*TO BE DONE*.
Rewrite everything from the line containing "In this picture, where can the white marking" down to the end of the data, substituting "wooden fence post" for "metal fence post" and leaving all else unchanged.

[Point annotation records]
****************************************

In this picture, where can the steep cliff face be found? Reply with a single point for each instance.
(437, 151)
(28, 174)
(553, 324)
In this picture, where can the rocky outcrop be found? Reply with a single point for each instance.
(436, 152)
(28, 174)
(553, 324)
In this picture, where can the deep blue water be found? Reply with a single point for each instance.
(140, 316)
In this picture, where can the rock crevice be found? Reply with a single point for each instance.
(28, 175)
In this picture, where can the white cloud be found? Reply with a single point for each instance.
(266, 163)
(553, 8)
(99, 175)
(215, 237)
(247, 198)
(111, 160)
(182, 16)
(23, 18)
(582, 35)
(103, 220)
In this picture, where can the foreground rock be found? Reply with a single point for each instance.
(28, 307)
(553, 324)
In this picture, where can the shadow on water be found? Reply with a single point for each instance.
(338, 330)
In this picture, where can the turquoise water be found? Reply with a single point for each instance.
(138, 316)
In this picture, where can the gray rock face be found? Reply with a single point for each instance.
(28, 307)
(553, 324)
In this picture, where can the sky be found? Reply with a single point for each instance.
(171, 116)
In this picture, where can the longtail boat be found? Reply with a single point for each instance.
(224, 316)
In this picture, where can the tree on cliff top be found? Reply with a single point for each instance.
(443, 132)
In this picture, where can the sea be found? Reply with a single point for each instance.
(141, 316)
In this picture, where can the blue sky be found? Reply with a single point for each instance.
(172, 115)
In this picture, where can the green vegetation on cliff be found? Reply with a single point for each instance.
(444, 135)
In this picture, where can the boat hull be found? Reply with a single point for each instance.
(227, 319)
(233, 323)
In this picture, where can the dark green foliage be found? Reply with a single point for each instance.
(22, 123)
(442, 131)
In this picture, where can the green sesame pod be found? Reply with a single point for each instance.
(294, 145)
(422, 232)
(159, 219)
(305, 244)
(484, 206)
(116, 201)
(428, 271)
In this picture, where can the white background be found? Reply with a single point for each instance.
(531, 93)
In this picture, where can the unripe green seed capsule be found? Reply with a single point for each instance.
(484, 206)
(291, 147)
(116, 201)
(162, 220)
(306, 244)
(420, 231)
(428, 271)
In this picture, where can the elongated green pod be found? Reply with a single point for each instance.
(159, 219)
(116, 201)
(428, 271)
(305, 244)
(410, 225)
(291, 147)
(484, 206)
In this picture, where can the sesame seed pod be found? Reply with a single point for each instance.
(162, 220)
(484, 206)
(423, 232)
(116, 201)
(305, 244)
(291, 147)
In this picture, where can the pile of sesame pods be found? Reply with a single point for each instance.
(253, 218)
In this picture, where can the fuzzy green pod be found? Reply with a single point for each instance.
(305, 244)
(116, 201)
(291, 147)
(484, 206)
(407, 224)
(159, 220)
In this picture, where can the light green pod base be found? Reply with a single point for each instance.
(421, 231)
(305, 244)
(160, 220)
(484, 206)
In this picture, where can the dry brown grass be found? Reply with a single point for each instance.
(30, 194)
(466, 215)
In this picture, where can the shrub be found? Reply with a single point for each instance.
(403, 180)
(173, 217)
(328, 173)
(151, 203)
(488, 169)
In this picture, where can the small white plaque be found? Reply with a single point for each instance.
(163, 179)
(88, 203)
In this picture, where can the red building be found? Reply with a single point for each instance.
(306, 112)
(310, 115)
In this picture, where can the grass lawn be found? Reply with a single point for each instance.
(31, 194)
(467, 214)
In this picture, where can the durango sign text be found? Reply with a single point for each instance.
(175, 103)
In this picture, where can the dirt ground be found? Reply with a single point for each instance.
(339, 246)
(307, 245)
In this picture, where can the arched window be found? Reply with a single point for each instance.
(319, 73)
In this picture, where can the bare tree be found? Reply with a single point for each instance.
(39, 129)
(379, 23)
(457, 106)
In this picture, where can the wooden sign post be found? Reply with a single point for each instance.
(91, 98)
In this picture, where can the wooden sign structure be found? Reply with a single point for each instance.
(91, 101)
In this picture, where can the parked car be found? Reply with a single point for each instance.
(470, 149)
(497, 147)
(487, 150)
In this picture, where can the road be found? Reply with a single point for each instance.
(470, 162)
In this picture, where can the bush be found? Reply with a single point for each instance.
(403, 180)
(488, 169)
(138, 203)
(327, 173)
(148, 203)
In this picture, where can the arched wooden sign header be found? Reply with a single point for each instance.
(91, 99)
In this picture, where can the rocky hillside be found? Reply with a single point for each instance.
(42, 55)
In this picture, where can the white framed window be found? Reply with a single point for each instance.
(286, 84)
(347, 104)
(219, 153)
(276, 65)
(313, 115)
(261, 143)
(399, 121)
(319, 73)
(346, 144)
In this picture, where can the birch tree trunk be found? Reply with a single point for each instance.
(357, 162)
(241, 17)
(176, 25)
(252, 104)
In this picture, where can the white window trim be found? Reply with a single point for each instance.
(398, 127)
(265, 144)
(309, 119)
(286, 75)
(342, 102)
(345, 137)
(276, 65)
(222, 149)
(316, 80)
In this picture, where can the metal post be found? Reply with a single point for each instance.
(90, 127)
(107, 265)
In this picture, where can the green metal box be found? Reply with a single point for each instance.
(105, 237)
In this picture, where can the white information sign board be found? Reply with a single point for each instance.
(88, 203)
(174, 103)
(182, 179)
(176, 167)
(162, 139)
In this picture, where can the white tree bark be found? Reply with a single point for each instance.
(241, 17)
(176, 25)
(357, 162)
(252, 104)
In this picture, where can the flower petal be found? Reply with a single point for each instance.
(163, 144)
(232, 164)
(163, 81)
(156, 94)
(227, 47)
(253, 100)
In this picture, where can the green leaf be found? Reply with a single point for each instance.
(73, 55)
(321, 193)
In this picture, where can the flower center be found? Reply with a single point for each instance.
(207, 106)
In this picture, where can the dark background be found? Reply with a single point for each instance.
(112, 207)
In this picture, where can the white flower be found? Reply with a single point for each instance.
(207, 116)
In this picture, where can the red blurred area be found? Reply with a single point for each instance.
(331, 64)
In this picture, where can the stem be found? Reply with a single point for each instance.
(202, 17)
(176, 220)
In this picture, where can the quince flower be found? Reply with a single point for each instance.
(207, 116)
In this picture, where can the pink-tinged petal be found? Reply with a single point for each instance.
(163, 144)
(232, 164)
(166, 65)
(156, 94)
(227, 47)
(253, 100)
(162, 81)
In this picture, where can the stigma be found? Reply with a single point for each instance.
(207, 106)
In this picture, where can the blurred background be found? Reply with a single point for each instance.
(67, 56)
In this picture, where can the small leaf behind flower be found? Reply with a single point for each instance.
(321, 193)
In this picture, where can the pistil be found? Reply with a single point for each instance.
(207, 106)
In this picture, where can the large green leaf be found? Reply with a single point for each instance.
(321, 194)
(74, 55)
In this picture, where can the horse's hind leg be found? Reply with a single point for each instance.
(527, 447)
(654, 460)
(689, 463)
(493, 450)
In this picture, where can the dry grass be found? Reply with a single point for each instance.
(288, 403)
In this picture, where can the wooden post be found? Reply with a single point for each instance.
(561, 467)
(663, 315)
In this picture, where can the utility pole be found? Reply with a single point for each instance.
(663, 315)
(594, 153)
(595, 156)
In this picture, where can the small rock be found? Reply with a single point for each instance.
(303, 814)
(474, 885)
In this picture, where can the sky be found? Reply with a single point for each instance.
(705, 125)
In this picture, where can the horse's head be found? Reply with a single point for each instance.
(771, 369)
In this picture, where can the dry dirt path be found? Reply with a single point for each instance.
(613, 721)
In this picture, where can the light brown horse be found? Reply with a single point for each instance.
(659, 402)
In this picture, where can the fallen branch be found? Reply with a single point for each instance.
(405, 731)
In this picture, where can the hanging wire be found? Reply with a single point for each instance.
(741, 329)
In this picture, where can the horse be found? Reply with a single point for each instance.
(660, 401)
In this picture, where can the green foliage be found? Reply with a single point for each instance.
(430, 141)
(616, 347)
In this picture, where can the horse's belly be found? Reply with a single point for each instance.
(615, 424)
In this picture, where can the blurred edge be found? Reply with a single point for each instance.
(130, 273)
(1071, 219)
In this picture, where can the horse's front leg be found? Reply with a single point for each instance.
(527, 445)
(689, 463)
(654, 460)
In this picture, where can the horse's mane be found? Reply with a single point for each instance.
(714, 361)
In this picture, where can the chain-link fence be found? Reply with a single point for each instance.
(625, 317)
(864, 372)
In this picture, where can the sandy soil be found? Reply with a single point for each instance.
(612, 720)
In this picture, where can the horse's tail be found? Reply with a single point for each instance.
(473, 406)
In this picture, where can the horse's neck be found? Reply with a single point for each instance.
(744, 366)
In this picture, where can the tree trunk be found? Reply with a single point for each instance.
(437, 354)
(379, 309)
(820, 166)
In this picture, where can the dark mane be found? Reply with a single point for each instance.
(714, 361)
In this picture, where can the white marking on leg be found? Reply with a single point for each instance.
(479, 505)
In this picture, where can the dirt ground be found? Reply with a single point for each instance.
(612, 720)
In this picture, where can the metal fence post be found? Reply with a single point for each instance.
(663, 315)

****************************************

*TASK SOLUTION*.
In this picture, where can the white marking on leg be found? Reply with a single point for each instance.
(479, 505)
In this picture, where can the dirt ground be found? Reply with a single point for each instance.
(612, 720)
In this picture, where can the wooden fence post be found? Reply with a single point for each instance.
(663, 315)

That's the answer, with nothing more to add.